What this task involves:
Below are records to be repeated exactly. Leave their pictures behind.

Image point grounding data
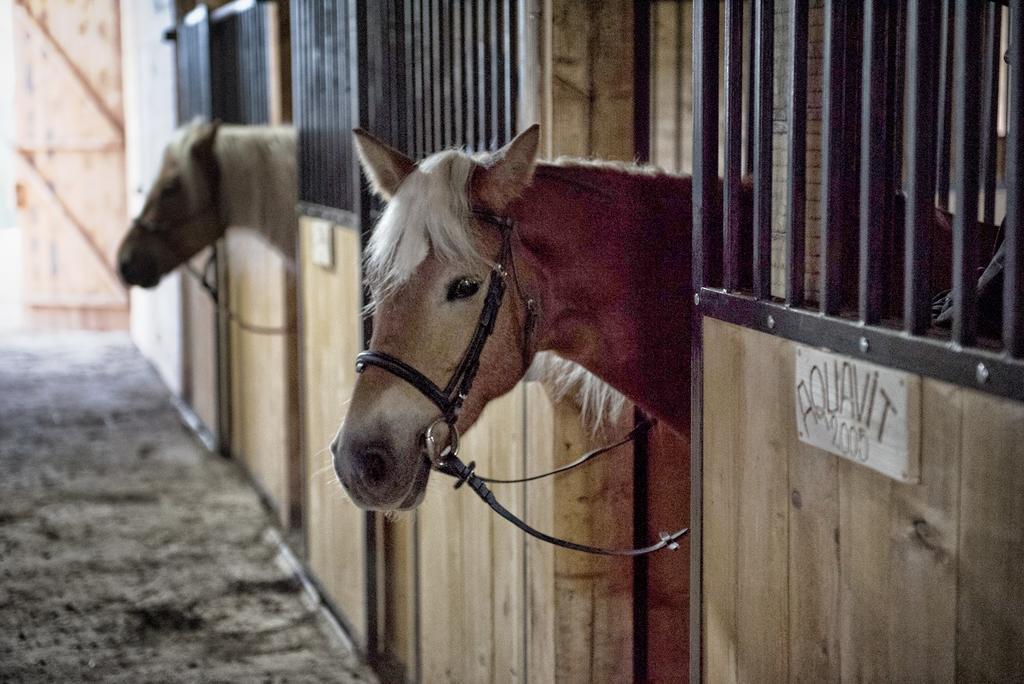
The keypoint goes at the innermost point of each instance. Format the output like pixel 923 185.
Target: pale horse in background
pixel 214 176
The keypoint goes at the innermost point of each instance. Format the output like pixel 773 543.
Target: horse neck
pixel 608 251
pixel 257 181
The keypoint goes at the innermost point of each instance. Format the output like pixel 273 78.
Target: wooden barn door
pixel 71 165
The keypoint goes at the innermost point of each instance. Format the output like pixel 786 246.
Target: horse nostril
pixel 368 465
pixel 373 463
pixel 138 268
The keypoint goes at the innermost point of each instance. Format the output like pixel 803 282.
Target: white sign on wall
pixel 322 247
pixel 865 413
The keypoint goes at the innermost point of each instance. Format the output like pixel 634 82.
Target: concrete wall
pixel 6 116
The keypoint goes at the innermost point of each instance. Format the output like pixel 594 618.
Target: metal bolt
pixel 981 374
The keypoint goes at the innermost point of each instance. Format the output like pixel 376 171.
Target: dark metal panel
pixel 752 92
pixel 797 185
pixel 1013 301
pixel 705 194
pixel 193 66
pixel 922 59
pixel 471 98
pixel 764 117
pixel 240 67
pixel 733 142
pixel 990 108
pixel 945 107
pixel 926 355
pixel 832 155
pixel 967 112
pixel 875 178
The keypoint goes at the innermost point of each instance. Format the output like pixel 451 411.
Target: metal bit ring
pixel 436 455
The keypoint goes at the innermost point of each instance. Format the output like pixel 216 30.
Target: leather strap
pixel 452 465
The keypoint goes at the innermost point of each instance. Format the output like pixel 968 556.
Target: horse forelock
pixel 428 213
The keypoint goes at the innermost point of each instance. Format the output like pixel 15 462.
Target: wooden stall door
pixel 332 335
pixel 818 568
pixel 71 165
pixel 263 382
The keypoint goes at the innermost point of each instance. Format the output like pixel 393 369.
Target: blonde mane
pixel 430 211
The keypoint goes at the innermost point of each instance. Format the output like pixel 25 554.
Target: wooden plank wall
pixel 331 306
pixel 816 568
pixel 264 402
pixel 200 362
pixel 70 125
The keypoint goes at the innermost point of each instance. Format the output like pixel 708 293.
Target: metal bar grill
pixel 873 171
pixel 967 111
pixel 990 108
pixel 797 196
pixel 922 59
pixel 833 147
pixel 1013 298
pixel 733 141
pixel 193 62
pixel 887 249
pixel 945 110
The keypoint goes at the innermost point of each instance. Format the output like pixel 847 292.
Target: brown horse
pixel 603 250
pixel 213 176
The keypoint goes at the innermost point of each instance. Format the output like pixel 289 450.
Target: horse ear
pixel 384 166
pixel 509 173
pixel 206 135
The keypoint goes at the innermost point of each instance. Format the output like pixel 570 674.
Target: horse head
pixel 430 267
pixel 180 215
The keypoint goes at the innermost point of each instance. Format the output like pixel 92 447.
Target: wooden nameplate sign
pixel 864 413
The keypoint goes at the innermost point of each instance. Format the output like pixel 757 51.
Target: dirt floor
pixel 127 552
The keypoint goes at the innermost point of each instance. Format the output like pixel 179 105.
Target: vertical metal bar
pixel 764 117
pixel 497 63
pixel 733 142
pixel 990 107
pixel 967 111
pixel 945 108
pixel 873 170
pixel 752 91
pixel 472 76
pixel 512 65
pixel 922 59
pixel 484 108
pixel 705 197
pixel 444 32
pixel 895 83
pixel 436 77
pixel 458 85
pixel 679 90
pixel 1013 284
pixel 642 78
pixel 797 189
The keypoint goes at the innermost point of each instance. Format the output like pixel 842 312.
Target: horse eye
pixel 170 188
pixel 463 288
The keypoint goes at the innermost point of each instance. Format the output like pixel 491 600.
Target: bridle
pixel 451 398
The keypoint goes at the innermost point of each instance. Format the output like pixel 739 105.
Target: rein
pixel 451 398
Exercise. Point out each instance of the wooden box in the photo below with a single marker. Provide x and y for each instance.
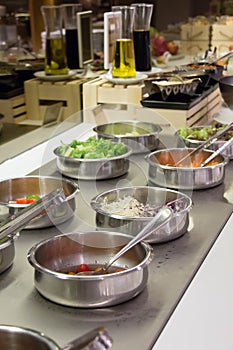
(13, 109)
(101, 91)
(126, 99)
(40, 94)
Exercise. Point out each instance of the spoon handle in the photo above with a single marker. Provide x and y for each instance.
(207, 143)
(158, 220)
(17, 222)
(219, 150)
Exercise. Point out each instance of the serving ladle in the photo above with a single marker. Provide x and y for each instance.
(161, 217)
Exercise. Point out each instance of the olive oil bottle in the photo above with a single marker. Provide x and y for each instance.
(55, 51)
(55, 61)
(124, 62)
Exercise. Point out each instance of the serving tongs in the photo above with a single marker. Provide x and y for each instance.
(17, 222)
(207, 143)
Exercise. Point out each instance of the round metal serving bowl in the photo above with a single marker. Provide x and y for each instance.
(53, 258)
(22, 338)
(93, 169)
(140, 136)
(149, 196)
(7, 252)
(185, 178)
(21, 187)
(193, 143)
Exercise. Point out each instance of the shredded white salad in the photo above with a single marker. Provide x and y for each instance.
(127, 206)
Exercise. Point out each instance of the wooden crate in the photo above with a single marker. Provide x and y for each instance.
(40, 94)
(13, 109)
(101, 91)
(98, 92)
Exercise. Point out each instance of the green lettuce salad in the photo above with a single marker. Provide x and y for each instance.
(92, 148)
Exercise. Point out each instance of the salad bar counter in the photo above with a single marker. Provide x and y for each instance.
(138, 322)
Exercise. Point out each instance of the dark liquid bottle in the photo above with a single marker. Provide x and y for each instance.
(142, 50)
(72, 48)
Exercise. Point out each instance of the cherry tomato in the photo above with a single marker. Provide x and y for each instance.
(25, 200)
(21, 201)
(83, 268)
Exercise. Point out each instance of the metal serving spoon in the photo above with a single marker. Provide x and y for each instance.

Solution to the exercise:
The keypoint goes at the innermost point of each instance. Format the output like pixel 923 185.
Target: pale horse in background
pixel 214 176
The keypoint goes at the innermost point of each instance. Format the output like pixel 773 543.
Target: horse neck
pixel 608 251
pixel 257 181
The keypoint goes at the innermost point of each instance. Format the output like pixel 273 78.
Target: wooden barn door
pixel 71 165
The keypoint goes at the innermost point of each instance. Format the output like pixel 786 246.
Target: horse nostril
pixel 368 465
pixel 373 463
pixel 138 268
The keypoint goes at the innermost point of each instance. Format the output like pixel 803 282.
Target: white sign on wall
pixel 322 247
pixel 865 413
The keypoint goes at the innermost point of each instance. Format the output like pixel 634 82.
Target: concrete wall
pixel 6 116
The keypoint goes at the innermost point of each instance. Format the output like pixel 594 618.
Target: metal bolt
pixel 981 374
The keypoint goes at the innermost point of each instance. Format the output like pixel 376 171.
Target: dark metal panel
pixel 752 92
pixel 797 185
pixel 1013 301
pixel 705 194
pixel 193 66
pixel 922 59
pixel 471 98
pixel 764 117
pixel 240 67
pixel 733 142
pixel 990 108
pixel 945 107
pixel 926 355
pixel 832 155
pixel 967 112
pixel 875 178
The keypoint goes at the innermost point of each instance. Format the output like pixel 451 411.
Target: metal bit ring
pixel 436 455
The keypoint goes at the innermost point of each instance. Format the output like pixel 216 30.
Target: leather strap
pixel 452 465
The keypoint goes at the innermost point of each instance. Format the output like pixel 968 556.
Target: horse forelock
pixel 428 213
The keypoint goes at the innermost point of each instance. Format the output like pixel 15 462.
Target: wooden stall door
pixel 332 335
pixel 818 568
pixel 71 165
pixel 263 382
The keypoint goes at the innermost point of each instance. Format the output like pixel 393 369.
Target: blonde mane
pixel 430 211
The keypoint goes at the innermost point of each instance. Format the output like pixel 25 554.
Target: wooden plank wall
pixel 331 306
pixel 816 568
pixel 264 402
pixel 200 362
pixel 70 125
The keypoint goes at the innermost point of each instance. Format the output like pixel 708 293.
Target: metal bar grill
pixel 873 171
pixel 967 111
pixel 990 108
pixel 797 196
pixel 922 59
pixel 833 147
pixel 1013 298
pixel 733 141
pixel 193 62
pixel 887 249
pixel 945 110
The keypoint goes at the innermost point of each instance. Format the output like pixel 847 292.
Target: brown horse
pixel 603 250
pixel 213 176
The keypoint goes at the innermost point of each instance. Format the output like pixel 289 450.
Target: horse ear
pixel 384 166
pixel 509 173
pixel 206 135
The keypoint goes at the innermost point of each instance. Format the output like pixel 570 674.
Target: horse head
pixel 430 267
pixel 180 215
The keypoint goes at the innermost point of each instance. Format the output like pixel 92 447.
Target: wooden nameplate sign
pixel 864 413
The keypoint goes at the innermost point of each instance. Format the output like pixel 757 51.
Target: dirt floor
pixel 127 552
The keypoint goes at the innermost point of each instance. Format the output like pixel 179 105.
Target: vertical metal bar
pixel 764 117
pixel 497 63
pixel 733 142
pixel 990 107
pixel 967 111
pixel 945 108
pixel 873 170
pixel 752 91
pixel 472 76
pixel 512 65
pixel 922 59
pixel 484 108
pixel 705 197
pixel 444 32
pixel 895 83
pixel 436 77
pixel 458 85
pixel 679 90
pixel 1013 284
pixel 642 78
pixel 797 189
The keypoint goes at the innermost point of each instance. Format the output like pixel 842 312.
Target: horse eye
pixel 170 188
pixel 463 288
The keypoint goes at the innermost point of each instance. Format the output like pixel 491 600.
Target: bridle
pixel 451 398
The keypoint goes at the innermost point of each instance. Format the output like pixel 739 105.
Target: rein
pixel 451 398
Exercise. Point out each instance of the wooden box in the photo below with a single marker. Provide x and y for each instance.
(13, 109)
(101, 91)
(126, 99)
(40, 94)
Exercise. Point out each instance of the spoon handle in the photo above with a single marker. Provide x and y for each instance.
(207, 143)
(158, 220)
(17, 222)
(219, 150)
Exercise. Point out each instance of the serving ladle in the photo above with a single marker. Provide x and y for each instance.
(161, 217)
Exercise. Point out each instance of the olive oil bottle in the photo above with a single marker. Provide x and y for each instance.
(55, 51)
(55, 61)
(124, 62)
Exercise. Point out each instance of the serving tongs in the photo above with a single marker. Provide x and y for each instance.
(17, 222)
(207, 143)
Exercise. Point out each instance of the round metal serving bowl in the photo above with a single marker. Provide x and y for each instance.
(53, 258)
(22, 338)
(93, 169)
(140, 136)
(149, 196)
(7, 252)
(185, 178)
(21, 187)
(193, 143)
Exercise. Point out each instance of the shredded white salad in the photo above with a single marker. Provide x and y for each instance.
(127, 206)
Exercise. Point out each instance of the wooden crate in the photo above with a single marker. Provide x and y for each instance.
(40, 94)
(13, 109)
(101, 91)
(98, 92)
Exercise. Point out each instance of the green lettuce salad in the photo above with a single marker. Provide x and y for each instance.
(92, 148)
Exercise. Point out each instance of the salad bar counter in the photo above with a single marker. Provide x and y for each instance.
(138, 322)
Exercise. Point out each instance of the dark liquid bottle in the photo above with a single marker. Provide x and y for each instance.
(142, 50)
(72, 48)
Exercise. Point out each instance of the cherry tomato in the photo above with a single marker. Provide x and y for each instance.
(25, 200)
(21, 201)
(83, 268)
Exercise. Point out each instance of the metal serving spoon in the photo above with a single marker. Provide x and y for each instance.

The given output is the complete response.